Data extracts:
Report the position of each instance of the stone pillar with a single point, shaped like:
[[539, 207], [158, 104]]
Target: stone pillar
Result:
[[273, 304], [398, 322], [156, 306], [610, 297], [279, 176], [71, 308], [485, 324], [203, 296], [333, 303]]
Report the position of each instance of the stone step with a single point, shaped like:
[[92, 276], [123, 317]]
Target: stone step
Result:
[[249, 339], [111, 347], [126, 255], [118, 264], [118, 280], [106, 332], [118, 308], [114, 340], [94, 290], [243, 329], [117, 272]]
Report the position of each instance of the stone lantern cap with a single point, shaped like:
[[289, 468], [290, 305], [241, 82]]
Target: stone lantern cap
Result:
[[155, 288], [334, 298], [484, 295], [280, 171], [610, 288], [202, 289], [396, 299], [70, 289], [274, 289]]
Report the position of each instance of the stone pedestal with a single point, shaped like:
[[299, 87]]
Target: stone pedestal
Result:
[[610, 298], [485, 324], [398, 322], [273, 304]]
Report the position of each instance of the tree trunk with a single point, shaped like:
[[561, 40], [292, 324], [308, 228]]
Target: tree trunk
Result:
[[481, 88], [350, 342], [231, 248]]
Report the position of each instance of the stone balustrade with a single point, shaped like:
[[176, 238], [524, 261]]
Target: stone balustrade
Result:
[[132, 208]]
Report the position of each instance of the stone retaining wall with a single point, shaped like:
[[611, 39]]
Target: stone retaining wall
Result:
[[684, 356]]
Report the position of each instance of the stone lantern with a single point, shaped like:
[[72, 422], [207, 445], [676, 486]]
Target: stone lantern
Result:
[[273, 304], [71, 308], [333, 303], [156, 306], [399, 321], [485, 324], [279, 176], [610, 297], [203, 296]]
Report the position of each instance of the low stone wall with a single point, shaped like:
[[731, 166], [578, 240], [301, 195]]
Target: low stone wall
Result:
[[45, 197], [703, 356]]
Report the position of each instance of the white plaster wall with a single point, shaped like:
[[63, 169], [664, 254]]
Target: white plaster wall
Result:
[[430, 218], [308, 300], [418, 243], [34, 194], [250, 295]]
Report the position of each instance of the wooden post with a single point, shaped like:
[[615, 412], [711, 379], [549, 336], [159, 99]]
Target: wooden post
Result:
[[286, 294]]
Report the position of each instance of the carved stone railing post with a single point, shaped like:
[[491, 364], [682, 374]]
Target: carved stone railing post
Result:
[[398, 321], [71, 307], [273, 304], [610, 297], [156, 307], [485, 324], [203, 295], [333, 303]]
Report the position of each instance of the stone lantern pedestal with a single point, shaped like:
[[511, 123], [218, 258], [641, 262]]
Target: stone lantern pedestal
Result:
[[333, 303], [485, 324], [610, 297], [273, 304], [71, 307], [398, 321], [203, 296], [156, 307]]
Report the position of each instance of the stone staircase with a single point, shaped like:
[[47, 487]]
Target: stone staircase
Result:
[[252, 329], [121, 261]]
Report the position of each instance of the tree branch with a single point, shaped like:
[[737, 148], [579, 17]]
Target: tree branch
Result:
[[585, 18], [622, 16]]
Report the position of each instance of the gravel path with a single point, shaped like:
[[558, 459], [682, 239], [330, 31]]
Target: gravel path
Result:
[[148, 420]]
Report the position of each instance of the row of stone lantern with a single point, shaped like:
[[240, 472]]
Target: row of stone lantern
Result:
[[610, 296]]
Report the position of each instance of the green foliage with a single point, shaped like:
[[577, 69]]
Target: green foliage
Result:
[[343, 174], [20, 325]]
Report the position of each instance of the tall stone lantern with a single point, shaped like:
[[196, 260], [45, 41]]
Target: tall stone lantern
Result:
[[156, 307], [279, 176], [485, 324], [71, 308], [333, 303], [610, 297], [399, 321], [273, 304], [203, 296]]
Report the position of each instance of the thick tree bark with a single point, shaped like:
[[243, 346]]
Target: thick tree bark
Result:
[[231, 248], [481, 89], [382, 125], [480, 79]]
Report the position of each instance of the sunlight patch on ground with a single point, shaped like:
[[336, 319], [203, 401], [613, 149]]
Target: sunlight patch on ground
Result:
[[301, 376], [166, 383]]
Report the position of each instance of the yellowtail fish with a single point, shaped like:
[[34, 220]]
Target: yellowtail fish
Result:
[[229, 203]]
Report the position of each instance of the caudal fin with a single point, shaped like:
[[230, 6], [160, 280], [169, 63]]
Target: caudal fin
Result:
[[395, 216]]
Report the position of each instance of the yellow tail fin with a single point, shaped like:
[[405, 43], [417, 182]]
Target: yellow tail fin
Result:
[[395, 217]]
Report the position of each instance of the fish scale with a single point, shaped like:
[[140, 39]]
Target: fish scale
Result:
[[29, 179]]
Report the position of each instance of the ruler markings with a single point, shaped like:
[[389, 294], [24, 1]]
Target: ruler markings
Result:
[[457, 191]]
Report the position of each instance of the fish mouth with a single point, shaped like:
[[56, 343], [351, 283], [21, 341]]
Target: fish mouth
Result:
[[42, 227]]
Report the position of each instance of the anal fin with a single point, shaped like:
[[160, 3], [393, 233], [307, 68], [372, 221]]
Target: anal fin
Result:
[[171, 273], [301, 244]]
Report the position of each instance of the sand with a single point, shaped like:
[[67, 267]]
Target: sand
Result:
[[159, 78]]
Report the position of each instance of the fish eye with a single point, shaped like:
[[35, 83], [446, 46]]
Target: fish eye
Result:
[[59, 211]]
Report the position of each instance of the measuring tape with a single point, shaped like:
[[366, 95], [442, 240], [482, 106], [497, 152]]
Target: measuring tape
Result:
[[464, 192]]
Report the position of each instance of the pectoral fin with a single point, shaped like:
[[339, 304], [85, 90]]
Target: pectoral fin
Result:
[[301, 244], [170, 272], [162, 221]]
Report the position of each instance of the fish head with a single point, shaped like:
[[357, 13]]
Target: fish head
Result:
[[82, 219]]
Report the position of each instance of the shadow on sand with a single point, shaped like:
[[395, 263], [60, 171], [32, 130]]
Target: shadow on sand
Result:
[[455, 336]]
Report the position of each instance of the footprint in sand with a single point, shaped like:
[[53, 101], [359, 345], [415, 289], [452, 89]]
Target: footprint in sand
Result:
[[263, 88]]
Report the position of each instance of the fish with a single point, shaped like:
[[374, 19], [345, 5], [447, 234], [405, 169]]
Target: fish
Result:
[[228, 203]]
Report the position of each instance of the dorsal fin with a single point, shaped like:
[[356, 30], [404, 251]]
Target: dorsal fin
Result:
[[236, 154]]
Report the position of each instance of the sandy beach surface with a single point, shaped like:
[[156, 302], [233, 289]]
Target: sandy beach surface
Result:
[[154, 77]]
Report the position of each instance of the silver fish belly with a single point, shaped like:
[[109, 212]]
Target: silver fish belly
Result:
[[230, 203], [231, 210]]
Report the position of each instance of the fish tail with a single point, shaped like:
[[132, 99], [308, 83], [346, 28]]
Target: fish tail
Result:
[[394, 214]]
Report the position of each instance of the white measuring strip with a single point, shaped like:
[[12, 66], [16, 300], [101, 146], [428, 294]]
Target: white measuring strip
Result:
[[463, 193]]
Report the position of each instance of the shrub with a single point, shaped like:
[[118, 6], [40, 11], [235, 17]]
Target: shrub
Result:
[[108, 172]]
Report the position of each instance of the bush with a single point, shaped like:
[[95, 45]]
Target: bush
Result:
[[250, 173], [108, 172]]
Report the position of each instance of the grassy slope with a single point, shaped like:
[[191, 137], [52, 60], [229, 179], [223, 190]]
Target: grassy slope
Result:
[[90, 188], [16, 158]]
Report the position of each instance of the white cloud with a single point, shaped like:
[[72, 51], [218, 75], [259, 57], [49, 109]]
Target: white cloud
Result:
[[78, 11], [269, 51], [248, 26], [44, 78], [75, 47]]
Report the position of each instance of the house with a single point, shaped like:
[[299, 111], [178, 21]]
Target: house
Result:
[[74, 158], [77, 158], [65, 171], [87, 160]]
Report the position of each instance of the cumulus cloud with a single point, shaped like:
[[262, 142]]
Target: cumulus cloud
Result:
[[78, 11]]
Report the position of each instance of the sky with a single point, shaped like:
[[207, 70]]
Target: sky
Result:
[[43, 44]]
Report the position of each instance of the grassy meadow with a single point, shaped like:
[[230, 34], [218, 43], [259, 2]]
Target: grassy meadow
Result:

Task: Only the lines above that include the word "belly" belong in the answer; copy each one.

Reply to the exercise:
Report the position of each instance of the silver fish belly with a single point, shaped like:
Target: silver fish belly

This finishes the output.